> [What is being asked]: Render every line from the first line of the rows down to and including the line containing "133,115,204,169" as a JSON list of strings, one string per line, with blank lines omitted.

> [Items from a labeling collection]:
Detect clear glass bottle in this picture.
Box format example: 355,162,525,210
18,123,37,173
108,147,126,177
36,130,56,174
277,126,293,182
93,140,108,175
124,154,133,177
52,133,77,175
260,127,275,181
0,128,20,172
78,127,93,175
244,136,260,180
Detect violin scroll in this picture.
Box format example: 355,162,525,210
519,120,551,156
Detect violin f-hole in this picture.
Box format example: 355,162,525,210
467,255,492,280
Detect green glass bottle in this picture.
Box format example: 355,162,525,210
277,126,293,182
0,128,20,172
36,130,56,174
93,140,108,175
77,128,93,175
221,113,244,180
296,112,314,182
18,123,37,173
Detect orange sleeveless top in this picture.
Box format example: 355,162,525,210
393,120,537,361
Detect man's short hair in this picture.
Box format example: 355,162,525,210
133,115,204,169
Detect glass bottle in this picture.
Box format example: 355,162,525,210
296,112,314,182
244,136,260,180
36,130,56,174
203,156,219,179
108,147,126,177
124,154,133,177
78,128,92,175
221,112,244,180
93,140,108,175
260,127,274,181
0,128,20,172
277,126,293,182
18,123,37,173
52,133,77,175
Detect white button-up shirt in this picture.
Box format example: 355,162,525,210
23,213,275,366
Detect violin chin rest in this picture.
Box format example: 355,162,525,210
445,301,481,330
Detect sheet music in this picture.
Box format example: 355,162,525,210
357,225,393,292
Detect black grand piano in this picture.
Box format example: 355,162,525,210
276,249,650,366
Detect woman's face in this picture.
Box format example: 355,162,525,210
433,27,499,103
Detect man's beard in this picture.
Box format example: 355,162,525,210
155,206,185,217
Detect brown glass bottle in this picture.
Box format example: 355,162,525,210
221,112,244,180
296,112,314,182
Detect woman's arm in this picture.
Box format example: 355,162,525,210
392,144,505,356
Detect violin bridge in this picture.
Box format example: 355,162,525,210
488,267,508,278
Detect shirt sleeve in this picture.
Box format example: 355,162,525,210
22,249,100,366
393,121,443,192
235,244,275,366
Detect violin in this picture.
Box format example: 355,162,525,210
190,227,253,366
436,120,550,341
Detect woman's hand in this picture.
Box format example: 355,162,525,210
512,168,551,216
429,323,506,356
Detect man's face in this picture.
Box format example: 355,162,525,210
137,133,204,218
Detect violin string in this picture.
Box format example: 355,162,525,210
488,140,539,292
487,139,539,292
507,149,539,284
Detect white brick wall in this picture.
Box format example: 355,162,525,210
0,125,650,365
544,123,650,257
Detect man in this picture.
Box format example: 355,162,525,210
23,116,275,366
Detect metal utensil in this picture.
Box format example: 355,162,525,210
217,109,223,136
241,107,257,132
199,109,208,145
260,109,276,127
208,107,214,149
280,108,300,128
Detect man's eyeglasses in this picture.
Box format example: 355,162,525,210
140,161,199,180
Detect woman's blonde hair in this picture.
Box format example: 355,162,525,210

> [Task output]:
[
  "Detect clear glass bottle in this picture.",
  "Box format example: 355,162,525,210",
  "18,123,37,173",
  "108,147,126,177",
  "36,130,56,174",
  "277,126,293,182",
  "93,140,108,175",
  "124,154,133,177",
  "52,133,77,175",
  "260,127,275,181",
  "0,128,20,172",
  "78,127,93,175",
  "244,136,260,180",
  "Detect violin scroll in this picture.",
  "Box format example: 355,162,525,210",
  "519,120,551,156",
  "Detect violin f-hole in this picture.",
  "Box format example: 355,162,525,210",
  "467,255,492,280",
  "Detect green glass bottle in this picture.",
  "Box format example: 355,162,525,210",
  "277,126,293,182",
  "0,128,20,172",
  "36,130,56,174",
  "93,140,108,175",
  "77,128,93,175",
  "221,113,244,180",
  "296,112,314,182",
  "18,123,37,173",
  "Detect orange sleeveless top in this picture.",
  "Box format example: 355,162,525,210",
  "393,120,537,361",
  "Detect man's short hair in this picture.",
  "Box format example: 355,162,525,210",
  "133,115,204,169"
]